Segment Open

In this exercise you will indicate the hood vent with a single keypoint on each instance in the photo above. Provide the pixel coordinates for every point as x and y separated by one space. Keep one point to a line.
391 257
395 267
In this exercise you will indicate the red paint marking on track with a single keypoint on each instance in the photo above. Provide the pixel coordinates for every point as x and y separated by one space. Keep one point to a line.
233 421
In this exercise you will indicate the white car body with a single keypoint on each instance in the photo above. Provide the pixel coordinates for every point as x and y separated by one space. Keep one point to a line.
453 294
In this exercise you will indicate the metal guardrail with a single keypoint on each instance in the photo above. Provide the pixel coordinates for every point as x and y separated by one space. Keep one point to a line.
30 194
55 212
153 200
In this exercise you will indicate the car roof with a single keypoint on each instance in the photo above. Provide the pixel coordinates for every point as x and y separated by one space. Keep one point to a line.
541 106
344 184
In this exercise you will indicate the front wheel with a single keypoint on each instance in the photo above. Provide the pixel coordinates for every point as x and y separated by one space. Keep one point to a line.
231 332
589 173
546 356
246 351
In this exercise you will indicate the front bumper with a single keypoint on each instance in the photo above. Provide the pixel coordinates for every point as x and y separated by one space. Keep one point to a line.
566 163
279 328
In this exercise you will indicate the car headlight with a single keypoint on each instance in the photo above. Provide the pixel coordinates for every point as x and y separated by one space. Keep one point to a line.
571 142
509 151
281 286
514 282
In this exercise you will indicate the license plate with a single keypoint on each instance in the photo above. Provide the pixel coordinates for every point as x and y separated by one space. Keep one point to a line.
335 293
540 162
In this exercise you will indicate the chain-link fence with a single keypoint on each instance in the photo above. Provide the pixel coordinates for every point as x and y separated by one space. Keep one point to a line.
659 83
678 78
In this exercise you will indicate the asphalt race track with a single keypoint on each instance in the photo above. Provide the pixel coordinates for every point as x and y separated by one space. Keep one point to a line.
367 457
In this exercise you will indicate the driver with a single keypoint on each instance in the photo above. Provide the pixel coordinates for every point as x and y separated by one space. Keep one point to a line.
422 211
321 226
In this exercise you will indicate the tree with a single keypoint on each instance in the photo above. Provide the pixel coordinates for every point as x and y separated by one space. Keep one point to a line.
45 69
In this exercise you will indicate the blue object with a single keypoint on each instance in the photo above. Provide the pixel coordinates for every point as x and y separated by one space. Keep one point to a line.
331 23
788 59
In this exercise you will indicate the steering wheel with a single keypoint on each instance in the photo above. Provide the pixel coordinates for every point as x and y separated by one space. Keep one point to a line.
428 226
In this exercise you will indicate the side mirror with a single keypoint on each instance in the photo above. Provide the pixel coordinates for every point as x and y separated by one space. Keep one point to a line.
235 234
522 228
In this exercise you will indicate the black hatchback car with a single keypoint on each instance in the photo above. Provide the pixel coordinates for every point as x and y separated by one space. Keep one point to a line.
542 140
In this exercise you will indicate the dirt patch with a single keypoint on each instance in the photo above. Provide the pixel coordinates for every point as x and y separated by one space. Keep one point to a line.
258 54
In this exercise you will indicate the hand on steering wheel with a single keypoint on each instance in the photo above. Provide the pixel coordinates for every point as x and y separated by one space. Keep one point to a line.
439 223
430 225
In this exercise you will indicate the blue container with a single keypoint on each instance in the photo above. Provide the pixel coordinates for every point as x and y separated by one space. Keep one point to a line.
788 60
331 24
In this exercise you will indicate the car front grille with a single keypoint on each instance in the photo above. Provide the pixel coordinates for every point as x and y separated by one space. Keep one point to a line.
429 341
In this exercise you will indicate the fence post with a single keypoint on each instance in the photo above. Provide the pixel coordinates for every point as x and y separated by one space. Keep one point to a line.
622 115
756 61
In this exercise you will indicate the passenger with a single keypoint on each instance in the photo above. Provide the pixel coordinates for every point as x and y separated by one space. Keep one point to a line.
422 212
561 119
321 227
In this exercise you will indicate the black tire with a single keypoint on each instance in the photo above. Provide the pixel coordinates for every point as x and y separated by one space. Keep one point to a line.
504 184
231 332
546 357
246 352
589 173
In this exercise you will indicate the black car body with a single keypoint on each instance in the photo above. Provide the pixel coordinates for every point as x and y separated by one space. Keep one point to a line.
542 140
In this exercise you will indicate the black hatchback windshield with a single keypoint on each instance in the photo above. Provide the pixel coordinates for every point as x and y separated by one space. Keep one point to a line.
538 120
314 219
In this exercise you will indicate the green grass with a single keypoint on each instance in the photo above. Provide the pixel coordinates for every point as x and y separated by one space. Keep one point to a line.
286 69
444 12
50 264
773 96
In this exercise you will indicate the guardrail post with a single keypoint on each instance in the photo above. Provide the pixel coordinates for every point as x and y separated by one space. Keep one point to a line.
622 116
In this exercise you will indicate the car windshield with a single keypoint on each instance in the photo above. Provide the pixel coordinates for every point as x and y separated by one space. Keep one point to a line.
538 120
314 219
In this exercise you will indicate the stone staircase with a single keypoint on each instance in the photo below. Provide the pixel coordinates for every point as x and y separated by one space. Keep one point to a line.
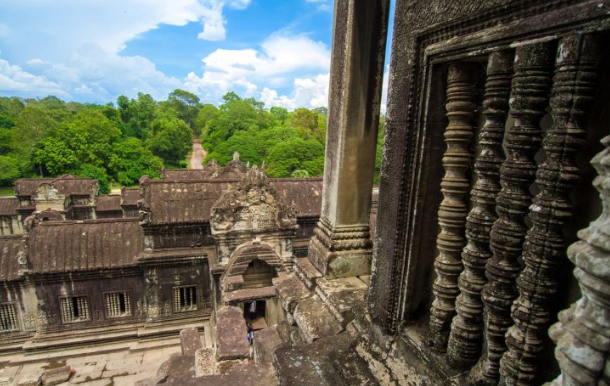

Segment Closed

## What this task involves
Hand back all the entries exactly, leaving out the pictures.

## Worked solution
In this exercise you will indicate the hood vent with a single keypoint on each instance in the photo above. Provide the pixel coordinates for every point as x and y separated by one space. Keep one point to a line.
391 257
395 267
In this exercise you will indicate the red paint marking on track with a single keypoint on each instance in the photo above. Provide the pixel coordinates for every point as x and y separated by one space. Keep one point to a line.
233 421
In this exercise you will indicate the white car body with a single keypoint on each instance in the photo above. Provide the pixel coordinates for every point as x and y separated by one space. Keep one point to a line.
453 294
In this exercise you will indicate the metal guardrail with a single keypoint on each instance in the photo above. Provide the pixel coordinates for every point as x and y separated by one space. Keep one point to a line.
30 194
55 212
153 200
In this exercise you will indicate the car roof with a single keypoint on each instance in the photo above. Provide the pixel coordinates for every point as x and y separated by one space. Keep one point to a line.
541 106
344 184
In this exercise you will indicate the front wheel with a single keypoint on each instance in the photo above. Provide the pixel coordinates for every point as x and y separated by one space. Keep one point to a line.
231 332
589 173
546 356
246 351
In this exercise you will indicate the front bumper with a single keypoint on each instance in the photo above. Provide the pixel coordinates for every point as x and y separated by one space. Keep one point to a line.
566 163
279 328
In this exercise you will indicate the car headlight with a single keypoint on each instance in the photo above. Provide the pixel coordinates for every point as x and y separated by one space. Keep one point to a line.
571 142
509 151
281 286
514 282
In this exercise you will indicate the license plate with a single keypoint on each instance in the photo above. Provide the pixel coordinates for every point as x and y separated by one space. Keep one point to a line.
335 293
540 162
In this exercise you will indicate the chain-link fence with a single keypoint on each instance in the photo above. Provide the pixel coordinates for every point as x and y separated by one space. Keep one point to a line.
659 83
678 78
In this exercise you will indicate the asphalt race track with a single keypoint on each instance in the photo above. Provide the pixel coordinates for every point as x and y separated by one space. Keep one point to a line.
367 457
In this exercise you will indicate the driver with a single keypoint on each instance in the photo above. Provide the pixel coordinates for every point as x and y separated by one space. Keep one point to a line.
422 211
321 226
In this exercise you will indicate the tree with a single keypoint on each instance in the photo above. Provide the pixel coordinates for every point as x and y separated by one space. Keep one point to a line.
45 69
In this exercise you will indicate the blue object with a single keypoint on each instance in the photo above. Provide the pixel coordinates for every point as x and y separated by one space. Keep one point to a line.
331 23
788 59
In this exercise you will indicate the steering wheel with a single keypoint on each instance in the photo above. Provide the pixel coordinates for every point as x and y separated by one space. Keep one point to a line.
428 226
In this exercise you will indicate the side mirror with a single keypoint on each instance in the photo above. Provide the pixel coordinates for every point as x and y separated by one space. Keep one point to a line.
235 234
522 228
In this exercise you will indicate the black hatchback car with a single keypoint on each instance in the photo above. Provide the pixel coordinates for every point as x and y separated by one space. Keep one point to a line.
542 140
In this exercise you will indicate the dirt patch with a single keypoint on each instance in the photo above. Provide the pixel coordinates for every point as x and y separated by one space. Keep one point to a line.
258 54
In this exercise you will indicate the hand on steering wheel with a single keypoint on each instance in the photo above. Provide the pixel coordinates for every point as x and y separated by one space. Keep one point to a line.
439 223
430 225
In this exercise you will indicate the blue container with a single keypoint on each instance in the photo above. Provide the pixel coordinates for every point as x and y separated by one space. Keep one point to a line.
788 60
331 24
In this exercise you will indicate the car front grille with a single keypoint on each instance in the photo above. Provide the pixel coordinates for every point as x and y separated by one space. Keep one point to a line.
429 341
In this exercise you will indicate the fence post with a single keypoint on each instance in the photo above. Provide the pixel coordinates for every point as x and y separated by one space. Keep one point to a line.
622 115
756 61
In this exercise you will indicate the passenger with a single keypoint on each instance in the photo above. Provide the pixel coordinates for every point as x and y separated by one space. Keep one point to a line.
422 212
561 119
321 227
In this exercise you will indicate the black tire with a single keypoint on each instance in the photo above. Provide the pixel coordinates for every point as x and y separated by one space. Keep one point to a line.
504 184
231 332
546 357
246 352
589 173
In this exercise you will indicate the black car body with a single keypoint on each instance in the photo above. Provide the pixel coordinates for every point as x and y separated by one space. Keep one point to a line.
542 140
In this exercise you will indicate the black hatchback windshield with a single keypoint on each instance in the photo above. Provide the pixel coordinates for every point as x and y separated by one space. Keep one point to a line.
538 120
314 219
In this exercise you will indicate the green grass with a single keypoint on each instance in the photo above. Provide the pixel coordinates for every point as x and y separated by one space. Keep one point to a line.
286 69
444 12
50 264
773 96
In this exercise you will indicate the guardrail post with a single keypoint on each instance in the photo above. Provide the pixel coordinates for every point as x and y separated by one space. Keep one point to a line.
622 116
In this exercise you will indicate the car windshield with a single keypoint on each instance in the photo above. Provide the pixel coordinates for every point as x and y separated by one space. Keep one point to a line.
538 120
314 219
In this exercise you will indicate the stone staircase with a single keypoint on each instance in the photo below. Provide the pixel coordinates for every point as x and y separated by one space. Keep one point to a line.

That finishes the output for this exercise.